I can hardly remember my walk out of the airport in Lima, Peru just after our landing. I needed to find someone in a Medlife shirt, and follow them. Simple. The last thing I’d expect was continuing to follow Medlife after I’d gotten home. On behalf of my great experience with the organization, I’m proud to share how it changed my life.
My first impression of Lima was given to me through a bus window at 2am. I watched the streets transform between the airport and the heart of Miraflores, the coast of Peru’s capital. After bunking with four others, sleeping through a rooster’s wake-up call, and showering in my socks, I made it to breakfast the next morning with three hours of sleep under my belt. The food was plain, and the awkwardness was obvious. However, before long we were playing cards with one another, and later traveling amongst friends to tour the city.
The next day I went with my group leaders through a Reality Tour, a pivotal moment in understanding our purpose in Lima. We packed into the buses outside our hostel early in the morning, eager to see what awaited us. What came next surprised us all. The terrain completely changed as we drove up the mountains on Lima’s outskirts. The air became thinner, the sun grew hotter, and the ground was dryer. It felt as though we were breathing dust as we kicked through rocks and trash to scale the mountain.

_ASSIGNMENT_
Please transcribe the account of the trip to Lima between "My first impression" and "tour the city.", inclusive. These items were taken from a different source.

_Stored data_
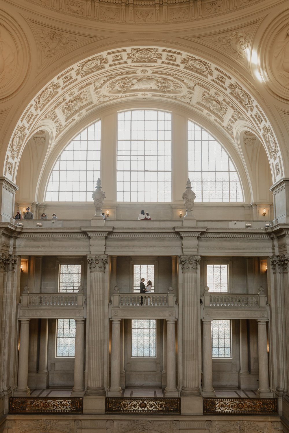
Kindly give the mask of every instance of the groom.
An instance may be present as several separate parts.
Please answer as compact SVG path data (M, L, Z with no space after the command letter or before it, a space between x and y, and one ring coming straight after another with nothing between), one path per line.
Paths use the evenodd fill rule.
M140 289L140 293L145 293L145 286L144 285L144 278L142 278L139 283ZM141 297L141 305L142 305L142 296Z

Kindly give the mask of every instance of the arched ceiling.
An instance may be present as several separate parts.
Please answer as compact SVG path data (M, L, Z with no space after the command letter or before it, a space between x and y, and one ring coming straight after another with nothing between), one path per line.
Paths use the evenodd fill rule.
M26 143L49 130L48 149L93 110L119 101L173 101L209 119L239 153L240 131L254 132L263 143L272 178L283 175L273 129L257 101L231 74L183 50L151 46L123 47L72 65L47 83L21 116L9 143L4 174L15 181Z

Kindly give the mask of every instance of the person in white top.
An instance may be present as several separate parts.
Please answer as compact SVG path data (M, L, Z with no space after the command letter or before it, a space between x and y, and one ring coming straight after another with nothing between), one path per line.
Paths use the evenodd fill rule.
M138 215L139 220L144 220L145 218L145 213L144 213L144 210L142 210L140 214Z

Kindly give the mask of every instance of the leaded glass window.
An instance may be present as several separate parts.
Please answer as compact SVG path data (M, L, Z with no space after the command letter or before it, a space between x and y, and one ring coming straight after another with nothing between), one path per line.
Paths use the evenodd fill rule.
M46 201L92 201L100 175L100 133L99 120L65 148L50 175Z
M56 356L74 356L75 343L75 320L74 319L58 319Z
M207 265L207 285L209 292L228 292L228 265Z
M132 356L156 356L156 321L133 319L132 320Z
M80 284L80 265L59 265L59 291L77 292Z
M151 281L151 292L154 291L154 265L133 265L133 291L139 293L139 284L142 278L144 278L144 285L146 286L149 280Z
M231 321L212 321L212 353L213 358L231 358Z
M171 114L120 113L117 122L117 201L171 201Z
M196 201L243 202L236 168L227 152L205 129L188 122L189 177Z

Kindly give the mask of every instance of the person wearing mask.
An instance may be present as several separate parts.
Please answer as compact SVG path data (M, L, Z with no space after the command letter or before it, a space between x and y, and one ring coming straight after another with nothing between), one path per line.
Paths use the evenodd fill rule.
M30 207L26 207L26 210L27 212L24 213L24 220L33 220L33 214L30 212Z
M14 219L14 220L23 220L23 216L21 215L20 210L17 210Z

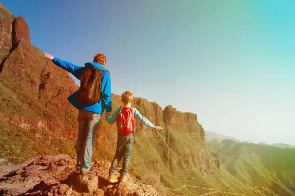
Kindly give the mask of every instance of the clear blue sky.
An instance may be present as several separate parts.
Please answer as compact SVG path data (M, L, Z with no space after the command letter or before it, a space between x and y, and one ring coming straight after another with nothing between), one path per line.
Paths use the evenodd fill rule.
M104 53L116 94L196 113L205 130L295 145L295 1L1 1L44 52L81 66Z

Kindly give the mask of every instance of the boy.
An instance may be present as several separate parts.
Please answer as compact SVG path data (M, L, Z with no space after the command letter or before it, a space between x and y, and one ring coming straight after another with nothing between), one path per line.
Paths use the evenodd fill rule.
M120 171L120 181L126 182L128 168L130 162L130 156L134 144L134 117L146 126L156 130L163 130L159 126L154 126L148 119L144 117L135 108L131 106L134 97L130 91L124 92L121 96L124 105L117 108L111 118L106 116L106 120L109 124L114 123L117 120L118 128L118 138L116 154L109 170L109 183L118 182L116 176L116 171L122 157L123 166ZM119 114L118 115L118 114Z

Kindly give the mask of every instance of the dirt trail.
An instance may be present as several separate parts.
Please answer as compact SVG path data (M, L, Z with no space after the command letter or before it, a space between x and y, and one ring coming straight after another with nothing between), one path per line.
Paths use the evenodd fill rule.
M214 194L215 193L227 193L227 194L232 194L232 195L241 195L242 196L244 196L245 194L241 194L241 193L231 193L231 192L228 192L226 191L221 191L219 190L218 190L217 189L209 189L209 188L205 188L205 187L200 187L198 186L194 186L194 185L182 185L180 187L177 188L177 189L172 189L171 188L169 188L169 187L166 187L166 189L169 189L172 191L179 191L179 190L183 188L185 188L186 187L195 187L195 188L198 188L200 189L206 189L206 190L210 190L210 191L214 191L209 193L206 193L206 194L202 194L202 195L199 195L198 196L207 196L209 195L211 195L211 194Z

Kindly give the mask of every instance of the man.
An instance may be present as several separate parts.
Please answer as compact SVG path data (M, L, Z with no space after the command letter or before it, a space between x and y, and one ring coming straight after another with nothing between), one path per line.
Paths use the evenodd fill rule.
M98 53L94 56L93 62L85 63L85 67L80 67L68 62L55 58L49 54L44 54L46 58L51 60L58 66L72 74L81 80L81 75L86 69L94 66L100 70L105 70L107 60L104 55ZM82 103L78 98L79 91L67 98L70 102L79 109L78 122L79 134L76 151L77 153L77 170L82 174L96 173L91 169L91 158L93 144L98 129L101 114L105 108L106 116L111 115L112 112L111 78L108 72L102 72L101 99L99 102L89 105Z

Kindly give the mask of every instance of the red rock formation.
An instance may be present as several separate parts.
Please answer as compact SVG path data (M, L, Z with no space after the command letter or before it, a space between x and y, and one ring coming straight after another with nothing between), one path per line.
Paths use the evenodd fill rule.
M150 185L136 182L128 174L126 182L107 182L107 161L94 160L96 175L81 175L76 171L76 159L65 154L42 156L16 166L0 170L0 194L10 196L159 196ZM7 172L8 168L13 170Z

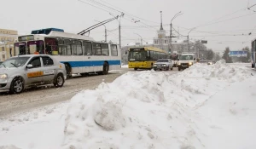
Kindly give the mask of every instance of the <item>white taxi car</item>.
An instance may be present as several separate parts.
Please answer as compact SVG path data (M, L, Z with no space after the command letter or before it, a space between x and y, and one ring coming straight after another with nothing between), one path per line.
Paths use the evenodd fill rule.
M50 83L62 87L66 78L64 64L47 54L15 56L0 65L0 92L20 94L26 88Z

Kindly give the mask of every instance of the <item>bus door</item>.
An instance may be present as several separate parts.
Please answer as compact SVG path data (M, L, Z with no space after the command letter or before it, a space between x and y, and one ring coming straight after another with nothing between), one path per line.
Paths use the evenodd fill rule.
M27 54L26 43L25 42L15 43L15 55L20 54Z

_WRITTEN SOLUTION_
My first impression of Lima was given to me through a bus window at 2am. I watched the streets transform between the airport and the heart of Miraflores, the coast of Peru’s capital. After bunking with four others, sleeping through a rooster’s wake-up call, and showering in my socks, I made it to breakfast the next morning with three hours of sleep under my belt. The food was plain, and the awkwardness was obvious. However, before long we were playing cards with one another, and later traveling amongst friends to tour the city.